[START]
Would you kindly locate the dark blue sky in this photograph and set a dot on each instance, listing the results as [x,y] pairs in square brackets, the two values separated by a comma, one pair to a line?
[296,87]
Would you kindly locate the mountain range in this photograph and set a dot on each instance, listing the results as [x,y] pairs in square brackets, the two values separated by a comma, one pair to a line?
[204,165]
[END]
[START]
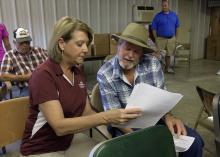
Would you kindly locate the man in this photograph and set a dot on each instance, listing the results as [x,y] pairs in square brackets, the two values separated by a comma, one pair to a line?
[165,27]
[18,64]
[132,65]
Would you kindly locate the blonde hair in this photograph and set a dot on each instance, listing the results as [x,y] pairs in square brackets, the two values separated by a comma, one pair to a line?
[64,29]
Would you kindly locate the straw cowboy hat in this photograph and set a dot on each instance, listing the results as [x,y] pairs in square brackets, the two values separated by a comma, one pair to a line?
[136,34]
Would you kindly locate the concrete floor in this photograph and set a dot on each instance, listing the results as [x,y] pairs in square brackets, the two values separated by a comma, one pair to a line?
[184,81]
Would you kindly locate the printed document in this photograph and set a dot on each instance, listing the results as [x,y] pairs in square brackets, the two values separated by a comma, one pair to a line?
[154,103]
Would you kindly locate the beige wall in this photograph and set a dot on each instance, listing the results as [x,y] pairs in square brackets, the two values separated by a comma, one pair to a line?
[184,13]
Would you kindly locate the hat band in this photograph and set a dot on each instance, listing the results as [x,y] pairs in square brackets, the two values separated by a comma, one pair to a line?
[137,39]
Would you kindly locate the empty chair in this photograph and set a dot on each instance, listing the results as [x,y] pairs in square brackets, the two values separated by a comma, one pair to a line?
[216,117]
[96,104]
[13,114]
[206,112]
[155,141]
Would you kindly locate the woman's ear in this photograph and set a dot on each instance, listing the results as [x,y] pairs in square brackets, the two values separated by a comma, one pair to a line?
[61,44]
[END]
Count how many lines in the rows above contain the string "blonde", matching case exactly, and reply with the number alone.

**Full solution:**
1